··· Selected extract

# Replacing the Economizer



## jamesgpobog (Feb 18, 2012)

Another one of my sea stories...


Replacing the Economizer

It was very soon after I had reported on board, probably just a matter of a day or two, that B division embarked on a rather amazing repair job to one of the boilers, a Babcock & Wilcox 450lb sectional header (“K”) type.

Before I had come on board, the economizer on #3 (starboard aft) boiler had gone bad. The project to replace it went to Chief Wassom, that never-smiling (seemingly) old man who was all of 30. Under his direction, the old economizer had been cut out, but then had to be removed from the boiler room and the new one brought in and installed. I don’t know how the old one was taken out, if it went in one piece, or was cut up, but I do know that the new one was about eight feet long, close to three feet wide, five to five and a half feet tall, and weighed about ¾ of a ton. Think of a giant steel multi row car radiator. This thing was big and heavy.

Chief rounded up all the grunts in the division, probably 12-15 of us and that’s when I realized…”He wants us to carry this damn thing!” It gets even better….it was stowed in a wooden crate up on the 03 deck next to the smokestack, and it needed to get four decks down into the boiler room.

I did not think it was going to be possible and someone was going to get hurt or killed moving the monster. Chief obviously thought otherwise.

So, we began, everyone grabbing where they could, pushing, pulling, and manhandling the brute as best we could. I don’t know how we did it, but we actually moved it down two very steep ladders (open stairways) completely by manpower alone. That brought us to the point where we had to move it inside the ship, up until now it had all been work out on deck.

It had to come inside, go down one more deck, move into the boiler room, and then be maneuvered onto the boiler. Chief had actually planned the move pretty well and several holes had been cut in the bulkheads (walls), a ladder cut out, and pulleys rigged in several places. We still had to push and pull it around, but once it got inside it actually was easier to move around and it was placed on the boiler ready to be hooked up without anyone getting hurt. The whole project only took a few hours too. I’m sure building the Pyramids was harder, but back then it felt pretty darn close to the same thing for me.


----------

······
··· Information provided

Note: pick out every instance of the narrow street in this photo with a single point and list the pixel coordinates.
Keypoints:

······

■ **Tasks to carry out**
1/ From the economizer story, copy the passage from "It was very" to "big and heavy.".
2/ List every figure the economizer story gives for the size or weight of the new economizer.

■ **Results by task**
1/
It was very soon after I had reported on board, probably just a matter of a day or two, that B division embarked on a rather amazing repair job to one of the boilers, a Babcock & Wilcox 450lb sectional header (“K”) type.

Before I had come on board, the economizer on #3 (starboard aft) boiler had gone bad. The project to replace it went to Chief Wassom, that never-smiling (seemingly) old man who was all of 30. Under his direction, the old economizer had been cut out, but then had to be removed from the boiler room and the new one brought in and installed. I don’t know how the old one was taken out, if it went in one piece, or was cut up, but I do know that the new one was about eight feet long, close to three feet wide, five to five and a half feet tall, and weighed about ¾ of a ton. Think of a giant steel multi row car radiator. This thing was big and heavy.

2/
- About eight feet long
- Close to three feet wide
- Five to five and a half feet tall
- About ¾ of a ton in weight